WHAT THE TASK ASKS – This calls for a word-for-word copy of all the data, with each picture removed.

──────── GIVEN DATA ────────

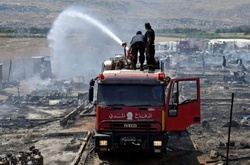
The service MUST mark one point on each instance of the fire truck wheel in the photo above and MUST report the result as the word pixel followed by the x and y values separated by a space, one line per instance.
pixel 159 155
pixel 101 154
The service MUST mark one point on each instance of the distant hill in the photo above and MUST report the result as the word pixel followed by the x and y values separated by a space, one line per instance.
pixel 132 14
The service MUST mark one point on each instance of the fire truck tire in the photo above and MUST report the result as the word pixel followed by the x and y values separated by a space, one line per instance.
pixel 101 154
pixel 159 155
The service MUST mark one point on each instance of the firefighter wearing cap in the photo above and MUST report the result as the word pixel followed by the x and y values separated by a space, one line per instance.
pixel 137 44
pixel 149 46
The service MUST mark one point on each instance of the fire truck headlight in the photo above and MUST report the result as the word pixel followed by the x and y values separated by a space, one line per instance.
pixel 103 143
pixel 157 143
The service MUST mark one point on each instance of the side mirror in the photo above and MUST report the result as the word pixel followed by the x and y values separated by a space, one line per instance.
pixel 91 93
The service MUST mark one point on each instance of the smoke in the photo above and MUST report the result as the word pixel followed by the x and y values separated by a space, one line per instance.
pixel 79 44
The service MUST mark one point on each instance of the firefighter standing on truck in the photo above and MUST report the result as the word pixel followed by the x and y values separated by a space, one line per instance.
pixel 137 44
pixel 150 47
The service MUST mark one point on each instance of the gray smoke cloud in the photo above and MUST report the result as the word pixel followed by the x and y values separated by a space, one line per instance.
pixel 80 43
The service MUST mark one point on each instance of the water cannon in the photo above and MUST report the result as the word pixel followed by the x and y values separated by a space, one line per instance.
pixel 124 44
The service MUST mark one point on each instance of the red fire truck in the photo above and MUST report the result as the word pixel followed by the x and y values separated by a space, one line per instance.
pixel 135 110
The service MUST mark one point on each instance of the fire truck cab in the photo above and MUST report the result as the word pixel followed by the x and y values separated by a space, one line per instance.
pixel 135 109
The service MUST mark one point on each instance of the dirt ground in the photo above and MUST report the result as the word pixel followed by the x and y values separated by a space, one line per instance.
pixel 195 146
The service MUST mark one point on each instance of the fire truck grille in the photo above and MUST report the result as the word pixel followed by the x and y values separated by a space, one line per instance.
pixel 131 126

────────

EXPECTED OUTPUT –
The service MUST mark one point on each instance of the fire truck wheel in the photo above and MUST report the result as the word pixel followed by the x and y values separated by a space, one line per instance.
pixel 159 155
pixel 101 154
The service MUST mark one point on each instance of the distant hill in the photo above and MUST report the result as the word pixel followed by the x and y values separated by a space, one line per instance.
pixel 132 14
The service MUST mark one point on each instance of the fire truck tire in the photo above and MUST report the result as the word pixel followed by the x and y values separated by a space, one line per instance.
pixel 101 154
pixel 159 155
The service MUST mark one point on each instance of the firefighter wearing cap in the photo above and MUST report the result as the word pixel followed by the x and y values separated by a space, one line per instance.
pixel 137 44
pixel 149 46
The service MUST mark one point on each instance of the fire truck headlight in the photo above and MUST report the result as the word pixel followed by the x and y values separated by a space, one line per instance.
pixel 103 143
pixel 157 143
The service MUST mark one point on each instance of the side mirror in the photo above and MUST report the result as the word pixel followed by the x and y values separated by a space, one line per instance.
pixel 91 93
The service MUST mark one point on each instance of the smoke in the photo above and MUST report the result as the word pixel followed by the x and y values separated by a space, one line per instance.
pixel 79 44
The service MUST mark one point on each instance of the firefighter standing on truck in the photo above and MUST report the result as the word pixel followed by the x and y values separated by a space, one line per instance.
pixel 137 44
pixel 150 47
The service MUST mark one point on each instance of the gray smoke cloud in the photo above and MUST report the result as the word pixel followed by the x and y values separated by a space, one line per instance.
pixel 80 43
The service MUST mark one point on each instance of the water cannon in the photo above and MUST report the result as the word pixel followed by the x and y values separated by a space, one line per instance.
pixel 124 44
The service MUST mark one point on each instance of the red fire truck in the photo above and MUST report the result as the word pixel followed by the x and y values separated by a space, one line per instance.
pixel 135 110
The service MUST mark one point on each instance of the fire truck cab in the photo above and MUST report the result as the word pixel followed by the x and y values separated by a space, one line per instance.
pixel 135 109
The service MUST mark one point on each instance of the dirt ground in the photo above and MUST report the result as the word pixel followed by the x and y values separated by a space, one line per instance.
pixel 195 146
The service MUST mark one point on each instance of the fire truck grille in the photo above and MUST report the result as the word pixel followed by the x and y values separated by a space, one line per instance.
pixel 131 126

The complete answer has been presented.